▶ **ASSIGNMENT**
Reproduce all of the material below word for word, leaving out the pictures.

Stored items from a collection
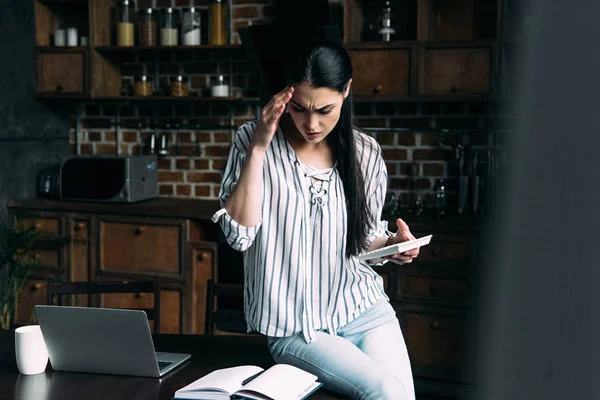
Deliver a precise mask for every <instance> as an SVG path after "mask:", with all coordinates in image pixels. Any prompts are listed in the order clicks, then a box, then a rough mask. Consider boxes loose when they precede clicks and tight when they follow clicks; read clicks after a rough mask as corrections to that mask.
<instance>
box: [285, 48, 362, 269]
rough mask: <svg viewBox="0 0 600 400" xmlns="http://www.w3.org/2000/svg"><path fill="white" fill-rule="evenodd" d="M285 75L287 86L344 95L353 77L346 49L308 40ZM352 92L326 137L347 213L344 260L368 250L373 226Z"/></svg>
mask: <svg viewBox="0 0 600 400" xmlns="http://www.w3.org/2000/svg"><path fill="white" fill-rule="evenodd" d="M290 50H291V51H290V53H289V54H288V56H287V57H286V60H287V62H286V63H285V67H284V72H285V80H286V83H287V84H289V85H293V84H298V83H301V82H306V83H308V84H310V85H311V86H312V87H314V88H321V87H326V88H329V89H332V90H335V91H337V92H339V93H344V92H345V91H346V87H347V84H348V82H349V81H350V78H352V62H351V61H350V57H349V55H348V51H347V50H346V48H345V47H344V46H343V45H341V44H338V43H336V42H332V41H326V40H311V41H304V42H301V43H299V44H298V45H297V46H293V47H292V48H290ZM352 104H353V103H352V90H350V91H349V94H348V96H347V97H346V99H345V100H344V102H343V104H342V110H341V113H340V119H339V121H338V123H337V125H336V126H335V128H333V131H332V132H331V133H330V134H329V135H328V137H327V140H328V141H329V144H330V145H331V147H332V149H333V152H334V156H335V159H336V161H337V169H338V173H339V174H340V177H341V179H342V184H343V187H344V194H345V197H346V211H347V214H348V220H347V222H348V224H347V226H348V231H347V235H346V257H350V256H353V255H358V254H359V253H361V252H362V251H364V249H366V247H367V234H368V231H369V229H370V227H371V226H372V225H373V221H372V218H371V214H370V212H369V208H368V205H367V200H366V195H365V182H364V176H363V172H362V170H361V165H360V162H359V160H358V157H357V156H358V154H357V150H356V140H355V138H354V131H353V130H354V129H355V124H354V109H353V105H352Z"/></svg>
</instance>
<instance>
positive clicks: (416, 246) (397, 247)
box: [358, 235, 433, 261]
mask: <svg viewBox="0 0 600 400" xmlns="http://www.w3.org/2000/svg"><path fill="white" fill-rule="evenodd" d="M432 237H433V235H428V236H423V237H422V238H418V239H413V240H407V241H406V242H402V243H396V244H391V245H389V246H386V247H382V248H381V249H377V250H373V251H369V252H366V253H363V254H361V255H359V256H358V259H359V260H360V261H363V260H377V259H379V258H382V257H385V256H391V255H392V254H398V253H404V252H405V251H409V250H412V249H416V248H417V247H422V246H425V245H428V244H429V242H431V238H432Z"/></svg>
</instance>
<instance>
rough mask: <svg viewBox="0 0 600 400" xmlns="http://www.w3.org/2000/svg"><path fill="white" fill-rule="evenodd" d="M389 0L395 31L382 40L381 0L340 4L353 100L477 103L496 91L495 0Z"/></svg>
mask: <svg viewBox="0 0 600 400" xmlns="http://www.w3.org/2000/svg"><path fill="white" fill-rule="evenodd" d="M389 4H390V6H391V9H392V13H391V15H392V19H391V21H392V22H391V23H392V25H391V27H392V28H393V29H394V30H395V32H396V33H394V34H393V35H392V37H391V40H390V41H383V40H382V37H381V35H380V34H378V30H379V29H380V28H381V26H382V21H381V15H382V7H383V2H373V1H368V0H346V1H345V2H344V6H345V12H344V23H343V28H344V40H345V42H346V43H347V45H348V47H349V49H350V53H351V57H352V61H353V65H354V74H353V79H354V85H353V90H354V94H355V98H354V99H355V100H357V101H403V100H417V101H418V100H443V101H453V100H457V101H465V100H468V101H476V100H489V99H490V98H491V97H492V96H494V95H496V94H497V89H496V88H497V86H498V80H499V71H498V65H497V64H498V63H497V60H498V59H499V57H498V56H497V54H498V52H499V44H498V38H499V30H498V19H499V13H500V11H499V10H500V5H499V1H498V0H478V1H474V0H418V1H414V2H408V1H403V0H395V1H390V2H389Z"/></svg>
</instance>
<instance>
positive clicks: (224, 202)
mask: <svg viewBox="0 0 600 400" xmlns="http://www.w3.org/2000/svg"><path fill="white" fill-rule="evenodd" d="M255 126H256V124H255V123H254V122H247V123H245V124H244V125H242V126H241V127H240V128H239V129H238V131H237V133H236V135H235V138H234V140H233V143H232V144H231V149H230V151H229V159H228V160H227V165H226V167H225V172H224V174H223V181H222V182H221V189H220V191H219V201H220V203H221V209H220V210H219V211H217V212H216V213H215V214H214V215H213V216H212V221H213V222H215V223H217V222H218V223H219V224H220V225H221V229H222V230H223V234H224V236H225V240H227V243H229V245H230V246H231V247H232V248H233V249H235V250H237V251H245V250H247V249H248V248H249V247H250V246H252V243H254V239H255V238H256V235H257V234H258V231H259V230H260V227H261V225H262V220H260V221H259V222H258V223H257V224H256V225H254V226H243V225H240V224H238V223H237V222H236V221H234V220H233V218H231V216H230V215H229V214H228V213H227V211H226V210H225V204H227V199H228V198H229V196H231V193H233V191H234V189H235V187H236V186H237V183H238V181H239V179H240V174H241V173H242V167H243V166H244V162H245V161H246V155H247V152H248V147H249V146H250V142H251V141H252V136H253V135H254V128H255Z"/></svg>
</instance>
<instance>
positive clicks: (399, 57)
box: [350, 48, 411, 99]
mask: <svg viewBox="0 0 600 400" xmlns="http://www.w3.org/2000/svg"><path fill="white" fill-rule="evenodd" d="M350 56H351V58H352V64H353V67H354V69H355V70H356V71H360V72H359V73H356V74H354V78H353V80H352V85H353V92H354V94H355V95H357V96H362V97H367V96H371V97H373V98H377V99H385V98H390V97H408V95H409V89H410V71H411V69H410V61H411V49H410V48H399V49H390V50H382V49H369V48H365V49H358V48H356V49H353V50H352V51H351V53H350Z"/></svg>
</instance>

▶ **RESULT OF THE TASK**
Deliver a precise mask for every <instance> as an SVG path after "mask:", with all coordinates in image pixels. Any prompts are listed in the order clicks, then a box, then a rough mask. Consider boxes loose when they precede clicks and tight when they follow clicks; read clicks after a rough mask as corrections to that mask.
<instance>
box: [285, 48, 362, 269]
rough mask: <svg viewBox="0 0 600 400" xmlns="http://www.w3.org/2000/svg"><path fill="white" fill-rule="evenodd" d="M285 75L287 86L344 95L353 77L346 49L308 40ZM352 92L326 137L347 213L344 260L368 250L373 226Z"/></svg>
mask: <svg viewBox="0 0 600 400" xmlns="http://www.w3.org/2000/svg"><path fill="white" fill-rule="evenodd" d="M290 50H291V51H290V53H289V54H288V56H287V57H286V60H287V62H286V63H285V67H284V72H285V80H286V83H287V84H289V85H293V84H298V83H301V82H306V83H308V84H310V85H311V86H312V87H314V88H321V87H326V88H329V89H332V90H335V91H337V92H339V93H344V92H345V91H346V87H347V84H348V82H349V81H350V78H352V62H351V61H350V57H349V55H348V51H347V50H346V48H345V47H344V46H343V45H341V44H338V43H336V42H332V41H326V40H311V41H304V42H301V43H299V44H298V45H297V46H293V47H292V48H290ZM352 104H353V103H352V90H350V91H349V94H348V96H347V97H346V99H345V100H344V102H343V104H342V110H341V113H340V119H339V121H338V123H337V125H336V126H335V128H333V131H332V132H331V133H330V134H329V135H328V137H327V140H328V141H329V144H330V145H331V147H332V149H333V152H334V156H335V159H336V161H337V169H338V173H339V174H340V177H341V179H342V184H343V187H344V194H345V197H346V211H347V214H348V220H347V222H348V224H347V226H348V231H347V235H346V257H350V256H353V255H358V254H359V253H361V252H362V251H364V249H366V247H367V234H368V231H369V229H370V227H371V226H372V225H373V221H372V218H371V214H370V212H369V208H368V205H367V200H366V195H365V182H364V176H363V172H362V170H361V165H360V162H359V160H358V157H357V156H358V154H357V150H356V140H355V138H354V131H353V130H354V129H355V124H354V109H353V105H352Z"/></svg>
</instance>
<instance>
positive clicks: (416, 246) (397, 247)
box: [358, 235, 433, 261]
mask: <svg viewBox="0 0 600 400" xmlns="http://www.w3.org/2000/svg"><path fill="white" fill-rule="evenodd" d="M432 237H433V235H428V236H423V237H422V238H418V239H413V240H407V241H406V242H402V243H396V244H391V245H389V246H386V247H382V248H381V249H377V250H373V251H369V252H366V253H363V254H361V255H359V256H358V259H359V260H360V261H363V260H377V259H379V258H382V257H385V256H391V255H392V254H398V253H404V252H405V251H409V250H412V249H416V248H417V247H422V246H425V245H428V244H429V242H431V238H432Z"/></svg>
</instance>
<instance>
rough mask: <svg viewBox="0 0 600 400" xmlns="http://www.w3.org/2000/svg"><path fill="white" fill-rule="evenodd" d="M389 0L395 31L382 40L381 0L340 4L353 100L477 103L496 91L495 0Z"/></svg>
mask: <svg viewBox="0 0 600 400" xmlns="http://www.w3.org/2000/svg"><path fill="white" fill-rule="evenodd" d="M389 4H390V6H391V9H392V13H391V15H392V19H391V21H392V22H391V23H392V25H391V27H392V28H393V29H394V30H395V32H396V33H394V34H393V35H392V37H391V40H390V41H383V40H382V37H381V35H380V34H378V30H379V29H380V28H381V26H382V21H381V15H382V7H383V2H373V1H368V0H346V1H345V2H344V6H345V12H344V23H343V28H344V40H345V42H346V43H347V45H348V47H349V49H350V53H351V57H352V61H353V65H354V74H353V79H354V85H353V90H354V94H355V98H354V99H355V100H357V101H403V100H417V101H418V100H443V101H453V100H457V101H465V100H468V101H476V100H489V99H490V98H491V97H492V96H494V95H496V94H497V89H496V88H497V86H498V80H499V71H498V65H497V64H498V63H497V60H498V59H499V57H498V56H497V54H498V52H499V44H498V38H499V30H498V19H499V13H500V11H499V10H500V5H499V1H498V0H478V1H474V0H418V1H414V2H408V1H403V0H395V1H390V2H389Z"/></svg>
</instance>
<instance>
positive clicks: (224, 202)
mask: <svg viewBox="0 0 600 400" xmlns="http://www.w3.org/2000/svg"><path fill="white" fill-rule="evenodd" d="M255 126H256V124H255V123H254V122H247V123H245V124H244V125H242V126H241V127H240V128H239V129H238V131H237V133H236V135H235V138H234V140H233V143H232V144H231V149H230V151H229V159H228V160H227V165H226V167H225V172H224V174H223V181H222V182H221V189H220V191H219V201H220V203H221V209H220V210H219V211H217V212H216V213H215V214H214V215H213V216H212V221H213V222H215V223H217V222H218V223H219V224H220V225H221V229H222V230H223V234H224V236H225V240H227V243H229V245H230V246H231V247H232V248H233V249H235V250H237V251H245V250H247V249H248V248H249V247H250V246H252V243H254V239H255V238H256V235H257V234H258V231H259V230H260V227H261V225H262V220H260V221H259V222H258V223H257V224H256V225H254V226H243V225H240V224H238V223H237V222H236V221H234V220H233V218H231V216H230V215H229V214H228V213H227V211H226V210H225V204H227V199H228V198H229V196H231V193H233V191H234V189H235V187H236V186H237V183H238V181H239V179H240V174H241V173H242V167H243V166H244V162H245V161H246V155H247V152H248V147H249V146H250V142H251V141H252V136H253V135H254V128H255Z"/></svg>
</instance>
<instance>
positive clicks: (399, 57)
box: [350, 48, 411, 99]
mask: <svg viewBox="0 0 600 400" xmlns="http://www.w3.org/2000/svg"><path fill="white" fill-rule="evenodd" d="M350 56H351V58H352V64H353V67H354V69H355V70H356V71H360V72H359V73H356V74H354V78H353V80H352V85H353V92H354V94H355V95H357V96H362V97H367V96H371V97H373V98H377V99H385V98H390V97H408V95H409V89H410V71H411V69H410V61H411V49H410V48H399V49H390V50H382V49H369V48H365V49H358V48H356V49H353V50H352V51H351V53H350Z"/></svg>
</instance>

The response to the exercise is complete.